TASK REQUIREMENTS:
1: Answer each question from the biography of Gabriel Olds.
(a) In what play did Olds perform at The Public Theater in 1987?
(b) What role did Olds play in A View from the Bridge?
(c) What character was Olds hired to play in D.C.?
2: Pick up the biography of Gabriel Olds after its final sentence and write what comes next.

*** READING TEXT Section Begins ***

Gabriel Emerson Olds is an American actor and writer. He is the son of poet Sharon Olds.

Acting career
Olds began acting at age 15 at The Public Theater in New York, in a performance of Measure for Measure in 1987. Soon after, he was cast in 14 Going on 30 (ABC, 1988), a two-part Disney Sunday Movie with an age-shifting plot, similar to Big. In 1992, Olds was hired by Dick Wolf for an episode of Law & Order called "Pride and Joy", in which Olds played an ambitious student who murders his father.

In 1993, Olds made his Broadway debut with the drama Any Given Day, a prequel to the Pulitzer Prize-winning The Subject Was Roses. Olds took time off from Yale University to perform in the show. Soon after, Olds was cast in the Penny Marshall-produced film Calendar Girl, a nostalgic take on the teen road trip. Back at Yale, Olds starred in and directed the Shakespearean drama Richard II, to positive notices. More work followed, with a supporting role in John Frankenheimer's Civil War prison camp miniseries Andersonville (TNT), and work on Party of Five (Fox), Sisters (NBC), and a well-reviewed appearance in Charmed.

Olds then went back to Broadway, co-starring in Arthur Miller's A View from the Bridge at the Roundabout Theater, which won the Tony Award for Best Revival of a Play. Olds was well received as Rodolpho, an illegal immigrant who stays with Eddie Carbone (Anthony LaPaglia, Tony-winner for this performance) and falls in love with Catherine (Brittany Murphy, in her Broadway debut).

Olds also took a supporting role opposite Billy Crudup in the track and field-themed Steve Prefontaine biopic Without Limits. In 2000, Law & Order producer Dick Wolf, who'd worked with Olds before, offered him the lead role in The WB's political drama, D.C. The actor was hired to play Mason Scott, a privileged idealist with a pragmatic roommate (Mark-Paul Gosselaar) and a flaky twin sister (Jacinda Barrett).

*** READING TEXT Section Ends ***
*** LISTED ENTRIES Section Begins ***

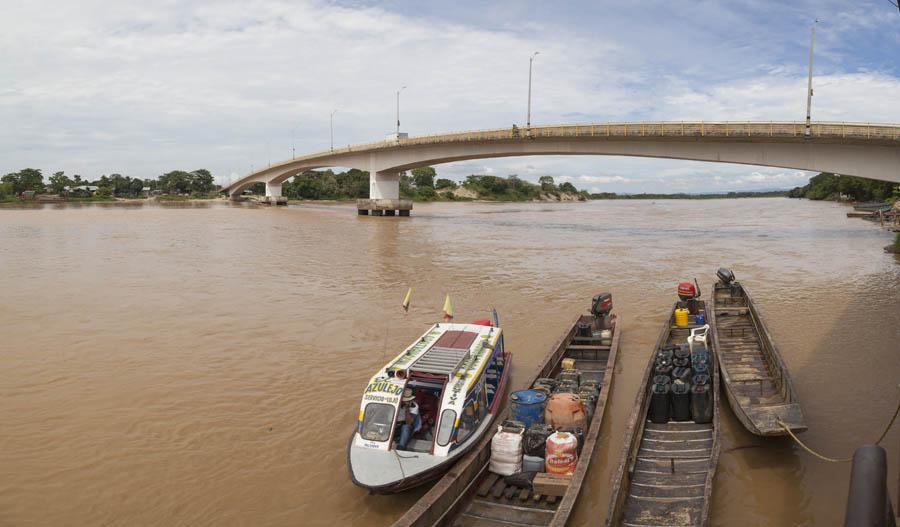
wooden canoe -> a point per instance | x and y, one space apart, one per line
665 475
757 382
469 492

*** LISTED ENTRIES Section Ends ***
*** LISTED ENTRIES Section Begins ***

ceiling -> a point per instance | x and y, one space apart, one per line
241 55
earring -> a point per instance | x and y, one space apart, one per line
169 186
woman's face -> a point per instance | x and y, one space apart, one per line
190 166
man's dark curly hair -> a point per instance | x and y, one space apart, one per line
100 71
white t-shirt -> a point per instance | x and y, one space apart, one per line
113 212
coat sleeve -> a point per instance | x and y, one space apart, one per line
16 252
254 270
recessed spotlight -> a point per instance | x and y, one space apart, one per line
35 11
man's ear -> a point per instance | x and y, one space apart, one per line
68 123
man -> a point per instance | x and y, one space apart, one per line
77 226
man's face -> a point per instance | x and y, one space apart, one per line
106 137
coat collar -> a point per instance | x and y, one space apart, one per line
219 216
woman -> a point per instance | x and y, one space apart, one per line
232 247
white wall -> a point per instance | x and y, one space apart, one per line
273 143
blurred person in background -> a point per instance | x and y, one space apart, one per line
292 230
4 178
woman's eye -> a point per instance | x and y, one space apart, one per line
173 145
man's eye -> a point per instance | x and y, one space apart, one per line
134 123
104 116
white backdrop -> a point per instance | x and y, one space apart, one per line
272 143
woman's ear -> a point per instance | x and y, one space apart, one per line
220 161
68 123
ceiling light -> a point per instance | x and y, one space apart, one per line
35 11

*** LISTED ENTRIES Section Ends ***

RESULTS:
1:
(a) Measure for Measure
(b) Rodolpho
(c) Mason Scott

2:
Olds then went on to playing a deluded actor in the independent drama Urbania (2000).  Other credits include E-Ring, Commander in Chief, Six Feet Under, CSI: Crime Scene Investigation, Law & Order: Special Victims Unit, Cold Case, Numb3rs, Medium, Franklin & Bash and Private Practice. Olds also played the role of "Ed" in the Tommy Lee Jones film The Three Burials of Melquiades Estrada (winner of two awards at the Cannes Film Festival, 2005), though his scenes were deleted.

In 2007, Olds filmed two television pilots, Conspiracy (Lifetime), and Winters (NBC).  The latter was executive produced by David Shore, creator of House.  In the same year, Olds starred in the LA stage production of the two-person play Tryst, at the Black Dahlia Theater, which got him rave reviews, 6 nominations, and 2 wins for Best Actor, from LA Weekly Theater Awards and the LADCC.

Olds did voiceover work for playing psychopath Paul Carson in Capcom's video game Dead Rising, and other characters in Uncharted 4: A Thief's End, and Dishonored: Death of the Outsider.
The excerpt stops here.